### Information provided

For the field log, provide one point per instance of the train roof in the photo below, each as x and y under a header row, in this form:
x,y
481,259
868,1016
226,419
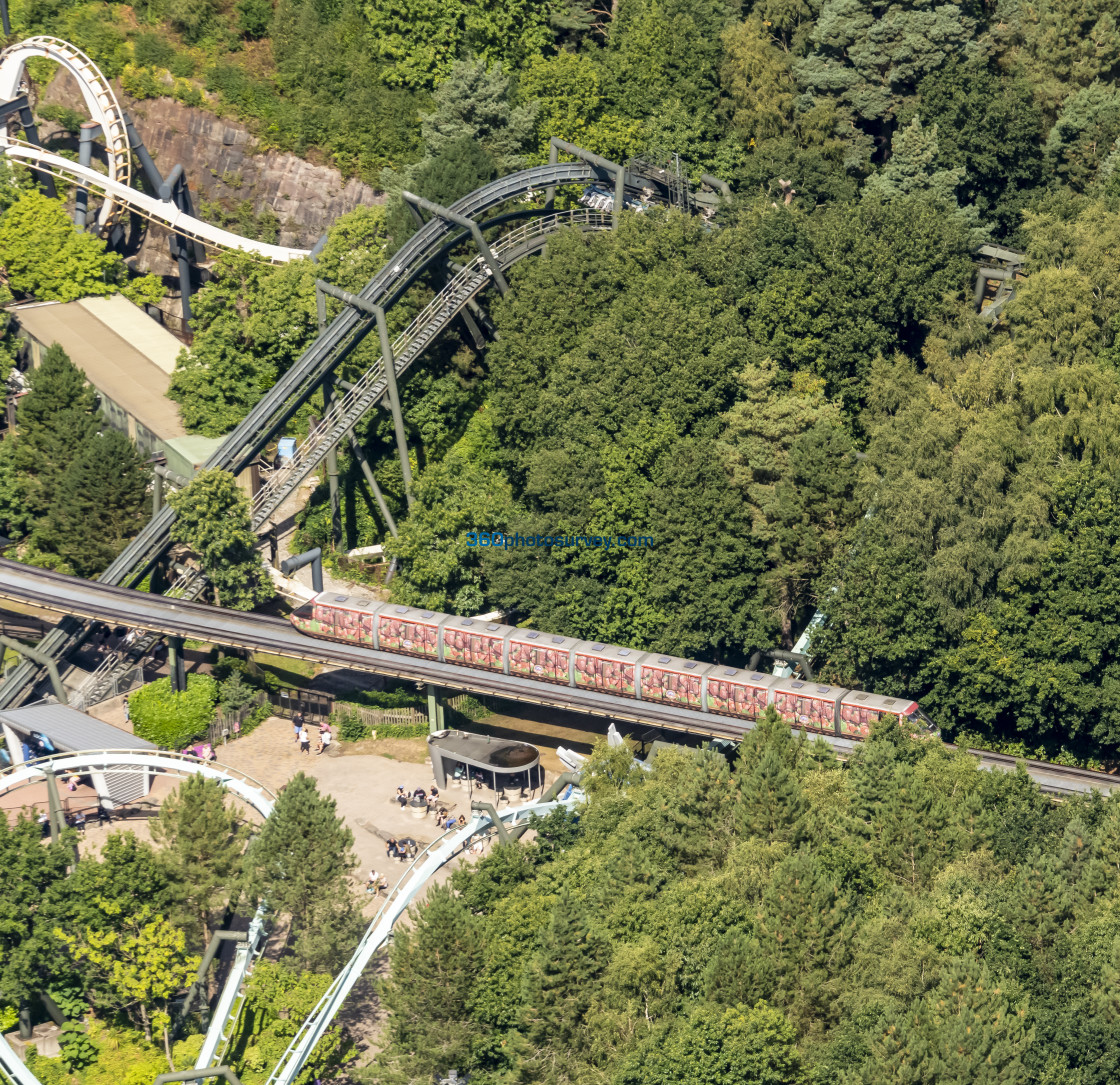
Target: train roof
x,y
896,704
677,663
478,625
543,639
746,677
362,604
804,688
609,652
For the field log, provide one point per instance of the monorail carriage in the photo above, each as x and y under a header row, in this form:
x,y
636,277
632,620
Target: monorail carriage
x,y
594,665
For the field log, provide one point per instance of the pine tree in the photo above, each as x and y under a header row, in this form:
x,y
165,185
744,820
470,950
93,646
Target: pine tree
x,y
967,1031
55,419
913,170
435,962
562,978
214,522
301,860
770,802
100,504
202,848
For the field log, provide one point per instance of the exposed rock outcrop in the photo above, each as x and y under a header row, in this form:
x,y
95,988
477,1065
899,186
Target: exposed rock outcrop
x,y
223,167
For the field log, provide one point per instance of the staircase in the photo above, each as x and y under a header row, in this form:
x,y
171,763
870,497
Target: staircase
x,y
412,342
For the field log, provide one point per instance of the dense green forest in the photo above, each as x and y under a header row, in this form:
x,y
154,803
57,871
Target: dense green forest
x,y
911,918
114,939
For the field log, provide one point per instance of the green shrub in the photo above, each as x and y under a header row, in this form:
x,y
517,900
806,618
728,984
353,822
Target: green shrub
x,y
171,720
348,725
78,1050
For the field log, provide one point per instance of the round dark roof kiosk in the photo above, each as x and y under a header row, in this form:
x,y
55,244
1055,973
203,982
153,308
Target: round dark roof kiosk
x,y
500,759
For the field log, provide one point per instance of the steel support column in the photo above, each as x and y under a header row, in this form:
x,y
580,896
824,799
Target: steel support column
x,y
89,132
371,482
389,363
613,169
336,512
44,661
394,402
469,224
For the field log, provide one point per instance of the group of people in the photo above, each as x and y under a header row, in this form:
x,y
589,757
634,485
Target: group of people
x,y
429,798
304,737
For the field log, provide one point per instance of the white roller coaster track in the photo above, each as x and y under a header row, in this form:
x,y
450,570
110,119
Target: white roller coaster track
x,y
104,109
412,882
246,788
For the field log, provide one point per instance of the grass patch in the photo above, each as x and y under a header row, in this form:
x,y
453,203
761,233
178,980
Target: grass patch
x,y
289,672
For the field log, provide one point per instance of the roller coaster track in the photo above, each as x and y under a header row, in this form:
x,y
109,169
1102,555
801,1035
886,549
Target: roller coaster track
x,y
114,186
412,342
248,789
89,599
241,447
231,1001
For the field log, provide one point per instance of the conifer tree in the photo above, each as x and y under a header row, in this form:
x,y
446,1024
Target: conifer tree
x,y
202,848
434,965
214,522
100,504
301,861
770,802
55,419
967,1031
562,978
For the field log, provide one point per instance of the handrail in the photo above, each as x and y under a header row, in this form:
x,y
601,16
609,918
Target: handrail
x,y
214,769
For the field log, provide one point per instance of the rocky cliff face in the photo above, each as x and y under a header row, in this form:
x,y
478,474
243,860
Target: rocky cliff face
x,y
223,168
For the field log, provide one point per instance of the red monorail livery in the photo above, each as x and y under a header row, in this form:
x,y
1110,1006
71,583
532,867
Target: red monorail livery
x,y
604,667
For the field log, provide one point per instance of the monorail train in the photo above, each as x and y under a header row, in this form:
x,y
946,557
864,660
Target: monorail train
x,y
604,667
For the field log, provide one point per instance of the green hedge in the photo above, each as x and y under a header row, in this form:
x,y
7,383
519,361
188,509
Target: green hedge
x,y
351,728
171,720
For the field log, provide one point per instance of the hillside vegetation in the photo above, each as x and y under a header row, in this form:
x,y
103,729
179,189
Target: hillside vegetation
x,y
908,919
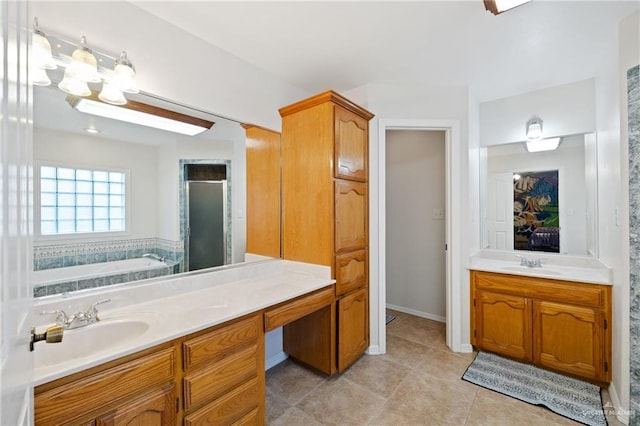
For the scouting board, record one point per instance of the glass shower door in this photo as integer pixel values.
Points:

######

▶ [To do]:
What is needed is an exact printout of all the entries, without the pictures.

▶ [Exercise output]:
For the field log, provide one point per instance of the train roof in the photo below, each as x and y under a header row, in this form:
x,y
481,259
868,1016
226,419
Target: train roof
x,y
896,704
677,663
478,625
543,639
746,677
362,604
804,688
609,652
For the field log, provide one point per instance of the monorail carriage in the photo above, each as x and y under a header row, in this form:
x,y
636,277
632,620
Target: monorail carriage
x,y
594,665
For the field log, provide one point per instance of the pine tree in the photo above, each as x and y under a header row, in this form:
x,y
165,185
744,820
470,950
93,646
Target: pine tree
x,y
967,1031
55,419
913,170
435,962
562,978
214,522
301,860
770,802
100,504
202,848
For the field log, provide one point per instance of the exposed rock outcrop in the photo above, each as x and y under a header row, in this form:
x,y
95,988
477,1065
899,186
Target: exposed rock outcrop
x,y
223,167
For the field log, provide one point per instance of the staircase in the photo above, each as x and y under a header row, in this form:
x,y
171,763
870,497
Target: staircase
x,y
412,342
For the field log, provide one point per instance of the dense green forest in the photo above, each as x and y under a header row, in this form:
x,y
154,803
57,871
Target: dense green forest
x,y
911,918
114,939
For the field log, provide one point per instance of the green shrub in the photo above, each as x and y under a header row, in this form:
x,y
517,900
806,618
728,984
353,822
Target: green shrub
x,y
171,720
348,725
78,1050
For the field log, provide one point per instance of the round dark roof kiosk in the photo above, each as x and y under a header row, in this form:
x,y
55,244
1055,973
203,982
153,308
Target: round dark roof kiosk
x,y
500,759
For the field log, provide one point per instance of the steel support column in the photo above, each as x and y under a header row, in this form:
x,y
580,896
824,799
Target: steel support column
x,y
89,132
371,482
389,363
613,169
336,512
44,661
394,402
469,224
For the field log, provide one point per instance of the group of people in the photo above, each as x and y under a header row, in this form:
x,y
589,757
634,485
Target: group of people
x,y
429,798
304,737
For the field log, provide one point per instance of the white roller coaster track in the photo above, each as x and y under a header row, in this form:
x,y
450,570
110,119
Target: white roller coaster track
x,y
104,109
412,882
246,788
For the field log, provide one point per instance of the grass patch in the photo above, each as x and y under a header row, in this form:
x,y
453,203
761,233
178,980
Target: grass patch
x,y
289,672
For the field log, provide one point per instance of the roller coaster track in the photo above, each as x and y under a header row, in this form:
x,y
109,169
1102,555
801,1035
886,549
Target: roller coaster track
x,y
114,186
412,342
248,789
89,599
241,447
231,1001
For the field log, provide one point per instance of the conifer tree in the photo above, each as x and y under a header row, in this form:
x,y
446,1024
Target: conifer tree
x,y
202,848
434,965
214,522
100,504
301,861
770,802
55,419
967,1031
562,978
For the field log, provide one point per instance of the handrail in the photo above, each as x and y under a header row, in this form:
x,y
601,16
609,918
Target: handrail
x,y
214,769
For the field log, provide one point per instance of the rocky cliff face in the photo above, each as x and y under a header row, in this form:
x,y
478,474
243,860
Target: rocky cliff face
x,y
223,168
For the field log, provide one point per instance of the red monorail livery in the photo above, each as x and y under a header row, in this form:
x,y
1110,1006
71,583
532,867
Target: red monorail livery
x,y
604,667
For the field log, provide one point per instance of the monorail train in the photo above, each as x and y under a header row, in this form:
x,y
946,557
864,660
Target: monorail train
x,y
604,667
For the field log, provide one point per instance of the green hedge in the photo above, each as x and y under a header row, in this form:
x,y
7,383
519,361
188,509
Target: green hedge
x,y
351,728
171,720
For the field log, provide one point per instance of the hillside vegetation in the photo above, each as x and y under a header row, in this form:
x,y
103,729
179,189
Target: hillside vegetation
x,y
908,919
For the scouting board, record one point per instance of the glass shower door in this photo as integer pixel values.
Points:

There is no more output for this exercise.